***** GIVEN INFORMATION *****

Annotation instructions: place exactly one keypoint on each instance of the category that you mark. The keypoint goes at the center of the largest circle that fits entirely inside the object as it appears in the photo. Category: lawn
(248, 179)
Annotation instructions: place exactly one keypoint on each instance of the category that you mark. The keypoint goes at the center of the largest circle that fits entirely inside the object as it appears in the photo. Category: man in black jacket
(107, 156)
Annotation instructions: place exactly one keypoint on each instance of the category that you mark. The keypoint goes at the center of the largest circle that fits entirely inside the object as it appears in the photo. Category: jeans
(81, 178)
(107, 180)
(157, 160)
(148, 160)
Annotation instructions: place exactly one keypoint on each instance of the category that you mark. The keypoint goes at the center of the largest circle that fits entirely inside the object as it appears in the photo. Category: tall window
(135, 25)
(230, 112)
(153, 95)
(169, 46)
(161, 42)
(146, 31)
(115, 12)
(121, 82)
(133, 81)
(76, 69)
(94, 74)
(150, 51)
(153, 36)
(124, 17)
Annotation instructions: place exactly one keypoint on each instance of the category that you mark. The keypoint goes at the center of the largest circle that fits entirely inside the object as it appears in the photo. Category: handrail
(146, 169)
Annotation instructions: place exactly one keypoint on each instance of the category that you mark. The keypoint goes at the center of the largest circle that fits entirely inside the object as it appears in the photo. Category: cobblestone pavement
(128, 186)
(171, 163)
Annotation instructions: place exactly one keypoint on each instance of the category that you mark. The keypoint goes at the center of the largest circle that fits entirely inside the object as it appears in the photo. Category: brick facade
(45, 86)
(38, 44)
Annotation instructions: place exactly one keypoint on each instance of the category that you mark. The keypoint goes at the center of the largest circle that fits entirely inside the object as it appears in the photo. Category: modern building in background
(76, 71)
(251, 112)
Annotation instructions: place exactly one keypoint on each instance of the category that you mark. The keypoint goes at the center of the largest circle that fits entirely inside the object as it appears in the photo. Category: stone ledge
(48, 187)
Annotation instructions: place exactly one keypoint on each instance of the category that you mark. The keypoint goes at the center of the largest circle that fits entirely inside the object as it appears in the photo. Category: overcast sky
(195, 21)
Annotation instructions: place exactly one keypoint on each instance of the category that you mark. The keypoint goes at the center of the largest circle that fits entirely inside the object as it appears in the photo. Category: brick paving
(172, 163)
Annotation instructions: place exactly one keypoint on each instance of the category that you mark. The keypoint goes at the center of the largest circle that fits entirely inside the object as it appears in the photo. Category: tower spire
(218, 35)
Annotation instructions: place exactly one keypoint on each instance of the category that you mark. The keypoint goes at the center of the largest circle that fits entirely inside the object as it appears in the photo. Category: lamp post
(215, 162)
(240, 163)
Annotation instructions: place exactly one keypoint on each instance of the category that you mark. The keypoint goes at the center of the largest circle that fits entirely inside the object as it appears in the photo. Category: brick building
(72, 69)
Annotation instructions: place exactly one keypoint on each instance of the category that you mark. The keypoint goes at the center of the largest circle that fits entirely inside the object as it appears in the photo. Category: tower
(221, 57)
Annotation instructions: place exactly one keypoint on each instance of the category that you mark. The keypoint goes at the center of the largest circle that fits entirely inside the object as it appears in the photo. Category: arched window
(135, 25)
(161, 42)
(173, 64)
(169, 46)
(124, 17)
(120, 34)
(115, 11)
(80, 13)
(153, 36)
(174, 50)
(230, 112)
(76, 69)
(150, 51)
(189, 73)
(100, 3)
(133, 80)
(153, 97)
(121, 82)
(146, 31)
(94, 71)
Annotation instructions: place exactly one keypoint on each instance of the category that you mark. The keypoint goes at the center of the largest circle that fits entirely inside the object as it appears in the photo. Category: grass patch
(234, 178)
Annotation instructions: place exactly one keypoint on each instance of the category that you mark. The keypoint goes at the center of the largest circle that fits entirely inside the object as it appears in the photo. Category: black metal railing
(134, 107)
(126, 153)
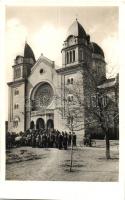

*****

WHAT IS ASKED —
Begin at the line that has "Category: grass patch" and stop after the last line of the records. Write those lines out again with their requests, shifting every point coordinate by adding 42 to each number, and leave the pictures out.

TASK ANSWER —
Annotation instructions: place exactly one keypoint on each instance of the category that you mark. The keypoint goes at the center of the largest circle that fits entirely inside the object as it appears in the photo. Category: grass patch
(276, 220)
Annotation instructions: place exactly one keypoint on each instance of the category that you mark. The keypoint goes at the center of the largest circle that fits entirely inside the object as it appears in the photo. Category: black metal railing
(176, 149)
(168, 195)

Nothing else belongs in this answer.